STATED GOAL.
From the agriculture and trade principles below, reproduce the passage word for word, from "Agriculture and Trade Principles" to "reckless trade policies.".
Start of SOURCE EXCERPT
Agriculture and Trade Principles

After his appointment to the Senate in 2009, the first committee Michael Bennet requested to serve on was the Senate Committee on Agriculture, Nutrition, and Forestry. Over the last decade, Bennet has led efforts to create certainty for farmers, open up new export markets, boost rural economies, write and pass two Farm Bills, and most recently push back on the Trump Administration’s reckless trade policies.

The following principles, facts, and policies will guide the Bennet Administration’s approach to agriculture and trade to secure a stronger future for farmers, businesses, workers, and consumers and restore America’s economic leadership around the world.


One way or another, globalization will shape the 21st century economy.

As president, Bennet will use trade agreements to shape global practices to intentionally benefit American farmers, businesses, workers, and consumers.

Although trade has been an overall boon to the American economy, it has come with costs to certain regions.
End of SOURCE EXCERPT
Start of MATERIAL PROVIDED
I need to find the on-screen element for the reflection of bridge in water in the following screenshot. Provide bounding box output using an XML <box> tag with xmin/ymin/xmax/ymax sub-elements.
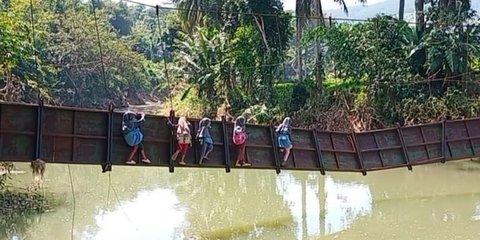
End of MATERIAL PROVIDED
RESULT OF THIS EXERCISE.
Agriculture and Trade Principles

After his appointment to the Senate in 2009, the first committee Michael Bennet requested to serve on was the Senate Committee on Agriculture, Nutrition, and Forestry. Over the last decade, Bennet has led efforts to create certainty for farmers, open up new export markets, boost rural economies, write and pass two Farm Bills, and most recently push back on the Trump Administration’s reckless trade policies.